And now the graph for the traces:

# Dibujo de trazas pico-espolon

c <- hawks_select$Culmen
d <- hawks_select$Hallux

# Creación de la grafica
plot(c, d,  col="blue")

# agregamos trazos al par 'Alas-Peso'
title("Trazas pico-espolón")
polygon(c[optics_result$order],  d[optics_result$order])

At this point, the graphs show a large number of points and it is still difficult to understand. We decided to apply the knowledge learned in the previous PEC and use Principal Component Analysis (PCA) to reduce the dimensionality and gain better insights into the variables [@minería2023b]. We will use the devtools package and the ggbiplot library.

Devtools is an R package designed to facilitate development. It provides useful functions for development tasks, especially related to package installation from the repository and version control on GitHub. It also includes features for building, loading packages, and running tests (“Tools to Make Developing R Packages Easier,” n.d.; “Function Reference,” n.d.; Devtools 2023).

On the other hand, ggbiplot is an R package that provides a ggplot2-based implementation of biplot graphs for prcomp(). It is particularly useful for visualizing high-dimensional data. In a biplot, both observations and variables are represented in the same two-dimensional space. However, it should be noted that ggbiplot is no longer actively maintained (Vu 2023; MYaseen208 2014).

Based on the above, it is important to note that ggbiplot is not available in the official CRAN repository and needs to be installed from GitHub using an intermediary tool like devtools.

We proceed with PCA and the plot using ggbiplot.

# vamos a necesitar el paquete  'devtools':
if (!require('devtools')) install.packages('devtools'); library(devtools)

# usamos la función 'install_github' para la instalación de 'ggbiplot':
install_github("vqv/ggbiplot"); library(ggbiplot)


pca_result <- prcomp(hawks_select[,c("Wing", "Weight", "Culmen", "Hallux")], scale = TRUE)
pca_graph <- ggbiplot(pca_result, obs.scale = 1, var.scale = 1, 
              groups = hawks_select$Species, ellipse = TRUE, 
              circle = TRUE)
print(pca_graph)

# Obtener los resultados del PCA
pca_variances <- pca_result$sdev^2
pca_proportions <- pca_variances / sum(pca_variances)
pca_loadings <- pca_result$rotation

# Imprimir los resultados
cat("Varianzas explicadas por cada componente principal:\n")

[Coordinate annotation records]
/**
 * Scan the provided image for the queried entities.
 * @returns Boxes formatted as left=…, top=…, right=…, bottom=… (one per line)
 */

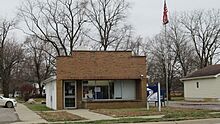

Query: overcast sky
left=0, top=0, right=220, bottom=37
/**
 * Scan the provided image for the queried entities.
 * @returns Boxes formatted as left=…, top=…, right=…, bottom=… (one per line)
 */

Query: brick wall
left=56, top=51, right=146, bottom=109
left=57, top=51, right=146, bottom=79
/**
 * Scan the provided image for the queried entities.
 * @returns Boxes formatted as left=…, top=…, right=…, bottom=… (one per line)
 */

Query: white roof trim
left=42, top=76, right=57, bottom=84
left=180, top=74, right=217, bottom=81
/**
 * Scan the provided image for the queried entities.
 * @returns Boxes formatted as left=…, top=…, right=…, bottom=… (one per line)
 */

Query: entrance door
left=64, top=81, right=76, bottom=109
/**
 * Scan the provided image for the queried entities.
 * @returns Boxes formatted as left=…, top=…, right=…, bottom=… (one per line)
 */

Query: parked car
left=0, top=96, right=17, bottom=108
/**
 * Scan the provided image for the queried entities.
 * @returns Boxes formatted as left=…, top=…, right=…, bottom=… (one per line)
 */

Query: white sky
left=0, top=0, right=220, bottom=40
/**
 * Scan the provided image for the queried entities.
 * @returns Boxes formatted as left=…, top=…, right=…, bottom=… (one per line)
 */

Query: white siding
left=114, top=80, right=136, bottom=100
left=184, top=77, right=220, bottom=100
left=45, top=80, right=57, bottom=110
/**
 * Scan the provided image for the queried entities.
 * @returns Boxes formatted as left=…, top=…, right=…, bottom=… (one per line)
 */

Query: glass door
left=64, top=81, right=76, bottom=108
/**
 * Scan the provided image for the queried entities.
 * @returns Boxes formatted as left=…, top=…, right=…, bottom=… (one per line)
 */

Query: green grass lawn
left=24, top=103, right=52, bottom=111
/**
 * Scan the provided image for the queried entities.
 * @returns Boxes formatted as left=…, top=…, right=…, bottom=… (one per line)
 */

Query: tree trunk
left=2, top=79, right=9, bottom=97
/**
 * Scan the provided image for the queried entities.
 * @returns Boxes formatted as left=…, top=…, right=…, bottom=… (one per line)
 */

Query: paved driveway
left=0, top=106, right=19, bottom=124
left=169, top=101, right=220, bottom=110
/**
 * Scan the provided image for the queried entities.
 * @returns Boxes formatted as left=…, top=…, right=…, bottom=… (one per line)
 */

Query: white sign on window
left=95, top=87, right=101, bottom=92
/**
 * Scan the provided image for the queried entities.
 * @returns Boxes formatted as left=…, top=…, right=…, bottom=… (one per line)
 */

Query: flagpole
left=163, top=0, right=170, bottom=105
left=164, top=24, right=170, bottom=106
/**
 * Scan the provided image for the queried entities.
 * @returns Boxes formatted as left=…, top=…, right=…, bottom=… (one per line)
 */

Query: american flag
left=163, top=0, right=169, bottom=25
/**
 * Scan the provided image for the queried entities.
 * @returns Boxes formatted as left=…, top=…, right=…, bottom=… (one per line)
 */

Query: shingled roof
left=185, top=64, right=220, bottom=78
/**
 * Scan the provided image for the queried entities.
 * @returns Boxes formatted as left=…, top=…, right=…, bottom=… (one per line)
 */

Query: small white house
left=43, top=76, right=57, bottom=110
left=181, top=65, right=220, bottom=101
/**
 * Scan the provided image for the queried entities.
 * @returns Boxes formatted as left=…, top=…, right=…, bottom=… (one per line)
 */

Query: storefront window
left=83, top=80, right=136, bottom=100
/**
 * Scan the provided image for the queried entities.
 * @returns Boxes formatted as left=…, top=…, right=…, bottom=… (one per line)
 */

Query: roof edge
left=180, top=73, right=220, bottom=81
left=42, top=76, right=57, bottom=84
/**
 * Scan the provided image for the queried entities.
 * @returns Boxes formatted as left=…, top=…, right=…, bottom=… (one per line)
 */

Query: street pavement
left=12, top=103, right=47, bottom=124
left=0, top=106, right=19, bottom=124
left=169, top=101, right=220, bottom=111
left=66, top=109, right=115, bottom=121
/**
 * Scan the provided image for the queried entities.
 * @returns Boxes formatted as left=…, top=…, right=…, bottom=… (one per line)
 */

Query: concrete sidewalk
left=66, top=109, right=116, bottom=121
left=14, top=103, right=47, bottom=124
left=130, top=118, right=220, bottom=124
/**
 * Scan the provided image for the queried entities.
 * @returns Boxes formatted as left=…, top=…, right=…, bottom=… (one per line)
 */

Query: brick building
left=46, top=51, right=146, bottom=109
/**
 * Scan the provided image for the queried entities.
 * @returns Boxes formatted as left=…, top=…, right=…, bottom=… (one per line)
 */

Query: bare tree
left=0, top=19, right=17, bottom=96
left=25, top=37, right=55, bottom=96
left=19, top=0, right=86, bottom=56
left=0, top=41, right=23, bottom=97
left=180, top=10, right=220, bottom=68
left=87, top=0, right=129, bottom=51
left=167, top=15, right=197, bottom=76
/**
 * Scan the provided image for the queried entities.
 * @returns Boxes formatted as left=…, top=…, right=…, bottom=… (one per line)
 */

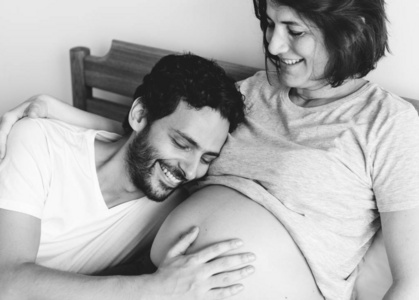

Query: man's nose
left=180, top=157, right=200, bottom=181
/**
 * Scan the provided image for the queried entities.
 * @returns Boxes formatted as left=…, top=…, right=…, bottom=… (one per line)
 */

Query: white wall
left=0, top=0, right=419, bottom=114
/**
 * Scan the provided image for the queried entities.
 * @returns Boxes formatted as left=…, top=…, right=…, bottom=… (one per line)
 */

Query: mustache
left=156, top=159, right=187, bottom=183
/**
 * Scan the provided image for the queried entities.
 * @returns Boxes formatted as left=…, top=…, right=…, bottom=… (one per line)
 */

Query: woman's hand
left=0, top=95, right=49, bottom=161
left=150, top=227, right=255, bottom=300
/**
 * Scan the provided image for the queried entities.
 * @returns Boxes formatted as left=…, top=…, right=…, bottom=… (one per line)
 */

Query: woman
left=0, top=0, right=419, bottom=300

Task 1:
In the PCA walkthrough, where does ggbiplot have to be installed from, given that it is missing from the official CRAN repository?
Task 2:
Quote the PCA walkthrough, starting with "Based on the" and going on through "plot using ggbiplot.".
The records were taken from a different source than the text.

Expected output 1:
It has to be installed from GitHub using an intermediary tool like devtools.

Expected output 2:
Based on the above, it is important to note that ggbiplot is not available in the official CRAN repository and needs to be installed from GitHub using an intermediary tool like devtools.

We proceed with PCA and the plot using ggbiplot.